**Written problem**:
Edit the entries below so that "amber" becomes "frosted", and keep every other line the same.

Extracted entries
════════════════════

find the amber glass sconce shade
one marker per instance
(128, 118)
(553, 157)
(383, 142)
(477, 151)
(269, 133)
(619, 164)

════════════════════

**Response**:
find the frosted glass sconce shade
one marker per instance
(128, 118)
(553, 157)
(383, 142)
(477, 151)
(269, 133)
(619, 164)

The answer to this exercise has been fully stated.